Requirement:
Reproduce each line of the following material verbatim, with no changes.

— start of Records supplied —

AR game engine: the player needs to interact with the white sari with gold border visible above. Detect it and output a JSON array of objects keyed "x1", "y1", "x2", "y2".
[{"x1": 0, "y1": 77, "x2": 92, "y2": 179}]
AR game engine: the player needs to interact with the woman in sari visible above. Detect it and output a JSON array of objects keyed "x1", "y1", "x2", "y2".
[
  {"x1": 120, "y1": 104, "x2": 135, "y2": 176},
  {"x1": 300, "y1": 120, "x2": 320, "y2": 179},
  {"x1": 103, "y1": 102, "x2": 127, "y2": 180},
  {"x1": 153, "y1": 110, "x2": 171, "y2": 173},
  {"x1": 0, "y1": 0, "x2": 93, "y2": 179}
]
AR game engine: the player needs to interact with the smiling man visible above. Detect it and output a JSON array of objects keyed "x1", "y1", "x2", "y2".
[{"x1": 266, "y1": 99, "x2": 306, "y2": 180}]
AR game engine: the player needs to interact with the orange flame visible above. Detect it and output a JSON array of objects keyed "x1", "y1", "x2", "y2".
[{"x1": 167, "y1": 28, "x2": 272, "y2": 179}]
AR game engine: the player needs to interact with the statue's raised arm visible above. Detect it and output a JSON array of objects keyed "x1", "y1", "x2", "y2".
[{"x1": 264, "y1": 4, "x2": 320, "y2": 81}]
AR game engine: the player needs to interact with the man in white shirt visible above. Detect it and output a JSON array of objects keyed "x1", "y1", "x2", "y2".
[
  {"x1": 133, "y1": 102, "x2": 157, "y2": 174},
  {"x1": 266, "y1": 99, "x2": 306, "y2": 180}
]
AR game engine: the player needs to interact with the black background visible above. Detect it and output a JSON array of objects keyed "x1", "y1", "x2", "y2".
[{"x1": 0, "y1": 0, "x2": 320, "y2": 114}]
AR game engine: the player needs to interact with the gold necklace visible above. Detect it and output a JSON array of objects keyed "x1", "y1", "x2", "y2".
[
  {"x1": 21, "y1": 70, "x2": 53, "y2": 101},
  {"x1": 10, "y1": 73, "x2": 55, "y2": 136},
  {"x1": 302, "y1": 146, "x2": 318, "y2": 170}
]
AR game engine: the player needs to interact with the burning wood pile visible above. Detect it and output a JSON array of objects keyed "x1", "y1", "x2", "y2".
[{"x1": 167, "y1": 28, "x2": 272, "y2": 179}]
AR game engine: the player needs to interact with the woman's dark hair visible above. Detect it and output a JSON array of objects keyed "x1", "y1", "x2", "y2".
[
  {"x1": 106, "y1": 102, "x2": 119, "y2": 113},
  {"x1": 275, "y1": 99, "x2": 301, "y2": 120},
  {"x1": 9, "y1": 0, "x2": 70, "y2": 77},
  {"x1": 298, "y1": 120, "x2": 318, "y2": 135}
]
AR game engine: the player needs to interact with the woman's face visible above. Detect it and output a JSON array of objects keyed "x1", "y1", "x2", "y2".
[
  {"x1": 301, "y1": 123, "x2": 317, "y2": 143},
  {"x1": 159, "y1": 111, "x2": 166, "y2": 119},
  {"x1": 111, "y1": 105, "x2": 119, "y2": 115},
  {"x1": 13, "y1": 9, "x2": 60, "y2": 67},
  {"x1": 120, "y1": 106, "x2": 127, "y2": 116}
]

— end of Records supplied —

Solution for this task:
AR game engine: the player needs to interact with the white sari with gold border visible above. Detect it and output a JSON array of objects keyed "x1", "y1", "x2", "y2".
[{"x1": 0, "y1": 77, "x2": 92, "y2": 179}]
AR game engine: the player needs to interact with the woman in sari visible above. Detect it and output a JSON array of objects keyed "x1", "y1", "x2", "y2".
[
  {"x1": 120, "y1": 104, "x2": 135, "y2": 176},
  {"x1": 300, "y1": 120, "x2": 320, "y2": 179},
  {"x1": 103, "y1": 102, "x2": 127, "y2": 180},
  {"x1": 153, "y1": 110, "x2": 171, "y2": 173},
  {"x1": 0, "y1": 0, "x2": 93, "y2": 179}
]
AR game engine: the player needs to interact with the smiling man visible above. Detect it and output a JSON array of objects keyed "x1", "y1", "x2", "y2".
[{"x1": 266, "y1": 99, "x2": 306, "y2": 180}]
AR game engine: the player needs to interact with the orange flame visible above. Detect it and output a JSON array of objects keyed "x1", "y1", "x2", "y2".
[{"x1": 167, "y1": 28, "x2": 272, "y2": 179}]
AR game engine: the player needs to interact with the statue's raised arm visible above. Detect it and output a JSON array of objects keyed "x1", "y1", "x2", "y2".
[{"x1": 264, "y1": 4, "x2": 320, "y2": 81}]
AR game engine: the player needs to interact with the man in white shirt visible above. Detect it and output a JSON array of objects keyed "x1", "y1", "x2", "y2".
[
  {"x1": 133, "y1": 102, "x2": 157, "y2": 174},
  {"x1": 266, "y1": 99, "x2": 306, "y2": 180}
]
AR game engine: the player needs to interact with the black background visible above. Detect it and output a JSON array of objects keyed "x1", "y1", "x2", "y2".
[{"x1": 0, "y1": 0, "x2": 320, "y2": 114}]
AR game engine: the player needs to interact with the gold necklace visible above. Detect it and output a JSON array of objects keyed "x1", "y1", "x2", "y2".
[
  {"x1": 21, "y1": 70, "x2": 53, "y2": 101},
  {"x1": 10, "y1": 73, "x2": 55, "y2": 136},
  {"x1": 302, "y1": 146, "x2": 318, "y2": 170}
]
AR game engine: the player needs to interact with the burning wood pile visible above. Detect it and output a JSON array of objects keyed "x1", "y1", "x2", "y2".
[{"x1": 167, "y1": 28, "x2": 272, "y2": 179}]
AR game engine: the player needs to interact with the woman's dark hair visible above. Detect it and output a JSON array of objects keyed "x1", "y1", "x2", "y2".
[
  {"x1": 106, "y1": 102, "x2": 119, "y2": 113},
  {"x1": 275, "y1": 99, "x2": 301, "y2": 120},
  {"x1": 9, "y1": 0, "x2": 70, "y2": 77},
  {"x1": 298, "y1": 120, "x2": 318, "y2": 135}
]
AR game engine: the player needs to interact with the woman's face visible above. Detect it and output a JSON array of objects keyed "x1", "y1", "x2", "y2".
[
  {"x1": 301, "y1": 123, "x2": 317, "y2": 143},
  {"x1": 159, "y1": 111, "x2": 166, "y2": 119},
  {"x1": 111, "y1": 105, "x2": 119, "y2": 115},
  {"x1": 13, "y1": 9, "x2": 60, "y2": 67},
  {"x1": 120, "y1": 106, "x2": 127, "y2": 116}
]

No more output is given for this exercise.